## DESCRIPTION OF THE TASK
Your task is to extract the lines from the one holding "bar and record integer pixel coordinates." through the end of the material. Set them down exactly and add nothing.
╭─ SUPPLIED MATERIAL
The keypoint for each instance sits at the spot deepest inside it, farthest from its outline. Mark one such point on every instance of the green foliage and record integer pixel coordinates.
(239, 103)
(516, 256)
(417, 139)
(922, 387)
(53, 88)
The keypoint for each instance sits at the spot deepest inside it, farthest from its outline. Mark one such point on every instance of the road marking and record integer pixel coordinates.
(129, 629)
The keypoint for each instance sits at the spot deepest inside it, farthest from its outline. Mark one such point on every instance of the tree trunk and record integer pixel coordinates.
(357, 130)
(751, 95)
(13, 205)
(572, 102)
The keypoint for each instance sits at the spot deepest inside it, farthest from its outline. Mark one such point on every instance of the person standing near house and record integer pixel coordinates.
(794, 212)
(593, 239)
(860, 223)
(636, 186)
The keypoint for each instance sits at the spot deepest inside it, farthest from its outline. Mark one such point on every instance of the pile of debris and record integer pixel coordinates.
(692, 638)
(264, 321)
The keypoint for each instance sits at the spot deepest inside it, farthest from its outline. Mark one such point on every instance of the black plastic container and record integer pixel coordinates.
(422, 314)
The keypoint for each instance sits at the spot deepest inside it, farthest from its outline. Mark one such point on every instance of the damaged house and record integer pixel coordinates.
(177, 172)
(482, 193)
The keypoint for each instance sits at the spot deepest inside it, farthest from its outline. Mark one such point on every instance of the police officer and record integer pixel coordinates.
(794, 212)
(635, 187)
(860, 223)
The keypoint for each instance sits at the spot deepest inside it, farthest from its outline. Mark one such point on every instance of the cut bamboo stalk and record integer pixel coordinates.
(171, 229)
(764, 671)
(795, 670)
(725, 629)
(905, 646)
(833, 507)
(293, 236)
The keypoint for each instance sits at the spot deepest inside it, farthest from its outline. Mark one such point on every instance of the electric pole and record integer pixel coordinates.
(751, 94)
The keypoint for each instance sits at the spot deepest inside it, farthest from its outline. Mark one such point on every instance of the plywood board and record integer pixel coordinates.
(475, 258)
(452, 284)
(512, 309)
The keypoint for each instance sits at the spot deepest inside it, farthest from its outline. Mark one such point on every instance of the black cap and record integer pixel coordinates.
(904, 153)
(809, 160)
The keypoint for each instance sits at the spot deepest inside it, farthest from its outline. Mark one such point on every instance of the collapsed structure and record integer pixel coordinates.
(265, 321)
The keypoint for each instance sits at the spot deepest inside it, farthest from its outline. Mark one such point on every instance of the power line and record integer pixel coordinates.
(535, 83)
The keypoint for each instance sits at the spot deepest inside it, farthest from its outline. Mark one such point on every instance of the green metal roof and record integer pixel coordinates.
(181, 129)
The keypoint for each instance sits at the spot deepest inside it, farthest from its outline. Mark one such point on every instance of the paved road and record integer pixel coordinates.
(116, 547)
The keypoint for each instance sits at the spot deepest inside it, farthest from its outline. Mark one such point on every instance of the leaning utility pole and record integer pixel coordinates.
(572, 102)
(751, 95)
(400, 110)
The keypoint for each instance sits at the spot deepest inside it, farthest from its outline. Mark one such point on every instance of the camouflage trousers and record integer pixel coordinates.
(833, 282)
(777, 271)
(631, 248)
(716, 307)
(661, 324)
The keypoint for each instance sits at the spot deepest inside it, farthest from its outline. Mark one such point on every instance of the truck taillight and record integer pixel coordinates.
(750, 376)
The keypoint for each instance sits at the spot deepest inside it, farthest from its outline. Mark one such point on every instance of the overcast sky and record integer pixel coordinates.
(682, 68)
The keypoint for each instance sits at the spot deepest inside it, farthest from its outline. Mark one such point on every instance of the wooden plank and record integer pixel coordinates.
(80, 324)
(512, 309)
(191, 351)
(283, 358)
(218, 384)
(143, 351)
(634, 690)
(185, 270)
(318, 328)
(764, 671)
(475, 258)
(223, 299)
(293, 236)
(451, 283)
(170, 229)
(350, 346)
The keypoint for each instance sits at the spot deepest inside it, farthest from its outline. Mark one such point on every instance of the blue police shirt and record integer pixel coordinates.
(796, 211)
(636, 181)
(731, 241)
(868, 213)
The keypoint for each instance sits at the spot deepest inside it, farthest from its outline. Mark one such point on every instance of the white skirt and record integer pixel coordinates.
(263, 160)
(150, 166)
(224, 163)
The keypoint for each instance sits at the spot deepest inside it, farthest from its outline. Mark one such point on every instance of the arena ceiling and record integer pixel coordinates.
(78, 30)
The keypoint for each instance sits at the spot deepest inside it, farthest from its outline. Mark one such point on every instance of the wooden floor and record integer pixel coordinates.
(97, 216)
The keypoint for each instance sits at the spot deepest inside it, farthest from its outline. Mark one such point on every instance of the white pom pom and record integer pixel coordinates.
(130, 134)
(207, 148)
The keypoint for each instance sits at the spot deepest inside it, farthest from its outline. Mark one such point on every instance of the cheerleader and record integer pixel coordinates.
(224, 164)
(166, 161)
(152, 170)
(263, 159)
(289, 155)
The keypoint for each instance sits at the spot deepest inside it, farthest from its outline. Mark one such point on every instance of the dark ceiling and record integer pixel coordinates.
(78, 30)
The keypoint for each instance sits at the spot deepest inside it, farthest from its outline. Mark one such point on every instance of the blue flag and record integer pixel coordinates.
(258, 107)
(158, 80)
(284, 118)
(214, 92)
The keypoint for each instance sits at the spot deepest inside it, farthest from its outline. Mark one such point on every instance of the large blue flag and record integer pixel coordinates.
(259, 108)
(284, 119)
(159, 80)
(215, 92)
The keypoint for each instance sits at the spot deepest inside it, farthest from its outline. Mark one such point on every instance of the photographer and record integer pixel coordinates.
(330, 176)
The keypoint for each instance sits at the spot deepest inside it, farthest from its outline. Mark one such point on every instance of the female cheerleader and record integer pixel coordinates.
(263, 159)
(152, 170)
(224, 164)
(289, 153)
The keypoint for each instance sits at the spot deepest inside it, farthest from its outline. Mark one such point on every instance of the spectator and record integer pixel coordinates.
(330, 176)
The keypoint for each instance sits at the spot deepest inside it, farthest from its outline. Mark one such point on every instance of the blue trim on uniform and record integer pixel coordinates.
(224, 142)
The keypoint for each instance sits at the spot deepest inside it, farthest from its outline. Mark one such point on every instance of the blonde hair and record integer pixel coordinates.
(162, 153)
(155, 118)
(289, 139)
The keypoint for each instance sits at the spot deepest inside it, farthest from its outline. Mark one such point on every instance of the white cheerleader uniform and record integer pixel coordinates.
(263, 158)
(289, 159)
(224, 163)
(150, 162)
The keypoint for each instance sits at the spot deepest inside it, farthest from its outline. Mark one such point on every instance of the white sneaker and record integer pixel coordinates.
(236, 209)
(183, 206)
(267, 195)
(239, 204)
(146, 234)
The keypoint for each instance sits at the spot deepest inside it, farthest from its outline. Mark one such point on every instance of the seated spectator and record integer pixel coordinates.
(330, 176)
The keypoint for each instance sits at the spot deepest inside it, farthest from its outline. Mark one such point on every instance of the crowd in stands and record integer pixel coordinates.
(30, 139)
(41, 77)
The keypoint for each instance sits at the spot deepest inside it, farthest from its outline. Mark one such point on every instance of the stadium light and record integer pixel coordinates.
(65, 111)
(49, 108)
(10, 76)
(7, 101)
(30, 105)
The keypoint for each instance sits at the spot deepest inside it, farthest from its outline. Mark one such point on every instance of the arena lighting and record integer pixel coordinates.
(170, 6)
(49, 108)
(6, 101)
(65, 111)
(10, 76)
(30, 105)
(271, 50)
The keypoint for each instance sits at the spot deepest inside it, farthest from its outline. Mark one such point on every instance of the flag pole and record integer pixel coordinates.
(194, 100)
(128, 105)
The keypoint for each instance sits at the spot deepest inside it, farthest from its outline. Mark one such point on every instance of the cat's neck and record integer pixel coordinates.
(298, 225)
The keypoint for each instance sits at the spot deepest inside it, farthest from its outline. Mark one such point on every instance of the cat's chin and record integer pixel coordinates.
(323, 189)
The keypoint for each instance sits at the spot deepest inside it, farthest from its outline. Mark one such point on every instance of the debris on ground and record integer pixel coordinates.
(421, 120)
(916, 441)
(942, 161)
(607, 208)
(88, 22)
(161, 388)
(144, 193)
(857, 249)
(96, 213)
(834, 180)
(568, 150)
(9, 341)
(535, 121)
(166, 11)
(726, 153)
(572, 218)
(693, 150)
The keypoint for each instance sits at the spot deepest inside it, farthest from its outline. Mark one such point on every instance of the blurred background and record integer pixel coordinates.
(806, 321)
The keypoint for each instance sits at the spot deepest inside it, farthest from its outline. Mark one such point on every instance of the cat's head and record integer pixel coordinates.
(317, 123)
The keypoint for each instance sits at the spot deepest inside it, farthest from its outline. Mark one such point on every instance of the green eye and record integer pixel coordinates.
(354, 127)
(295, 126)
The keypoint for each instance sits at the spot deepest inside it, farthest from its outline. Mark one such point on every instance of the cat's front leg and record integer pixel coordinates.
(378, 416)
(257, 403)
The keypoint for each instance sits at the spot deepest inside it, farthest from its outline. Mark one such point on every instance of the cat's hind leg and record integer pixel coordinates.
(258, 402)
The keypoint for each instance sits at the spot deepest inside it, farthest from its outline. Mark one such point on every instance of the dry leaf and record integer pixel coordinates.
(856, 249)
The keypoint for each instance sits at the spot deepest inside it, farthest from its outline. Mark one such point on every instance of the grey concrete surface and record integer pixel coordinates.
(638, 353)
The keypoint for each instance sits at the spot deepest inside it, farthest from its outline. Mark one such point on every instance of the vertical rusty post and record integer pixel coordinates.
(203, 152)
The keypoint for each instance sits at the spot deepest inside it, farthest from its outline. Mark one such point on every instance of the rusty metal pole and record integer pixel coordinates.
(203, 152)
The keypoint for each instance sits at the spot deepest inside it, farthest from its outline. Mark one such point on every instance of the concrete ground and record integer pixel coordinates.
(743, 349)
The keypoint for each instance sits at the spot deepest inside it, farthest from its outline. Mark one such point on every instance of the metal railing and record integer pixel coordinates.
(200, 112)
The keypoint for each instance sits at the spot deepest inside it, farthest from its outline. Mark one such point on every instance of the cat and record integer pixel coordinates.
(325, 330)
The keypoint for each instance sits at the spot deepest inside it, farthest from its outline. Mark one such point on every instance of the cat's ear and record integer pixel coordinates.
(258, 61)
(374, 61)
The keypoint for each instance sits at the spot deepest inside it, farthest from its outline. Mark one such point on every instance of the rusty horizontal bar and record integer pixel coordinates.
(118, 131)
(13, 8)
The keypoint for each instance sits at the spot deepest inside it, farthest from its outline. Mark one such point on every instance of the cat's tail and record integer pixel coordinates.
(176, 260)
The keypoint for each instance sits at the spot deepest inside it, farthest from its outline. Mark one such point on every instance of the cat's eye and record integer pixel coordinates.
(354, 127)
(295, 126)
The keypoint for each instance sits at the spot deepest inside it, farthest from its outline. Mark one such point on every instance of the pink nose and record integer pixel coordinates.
╰─
## RIGHT ANSWER
The keypoint for each instance sits at the spot deepest inside it, farthest from its outline. Mark one such point on every instance of the rusty horizontal bar and record integer pixel coordinates.
(118, 131)
(13, 8)
The keypoint for each instance sits at the spot deepest inside it, farthest from its outline. Mark one such point on every instance of the cat's tail and record integer pixel coordinates.
(176, 260)
The keypoint for each instance sits at the spot deepest inside it, farthest from its outline. Mark one such point on every instance of the cat's eye and record integer pixel coordinates.
(354, 127)
(295, 126)
The keypoint for each instance sits at the spot deepest inside it, farthest from its outline. Mark one such point on every instance of the pink nose and record integer pixel coordinates.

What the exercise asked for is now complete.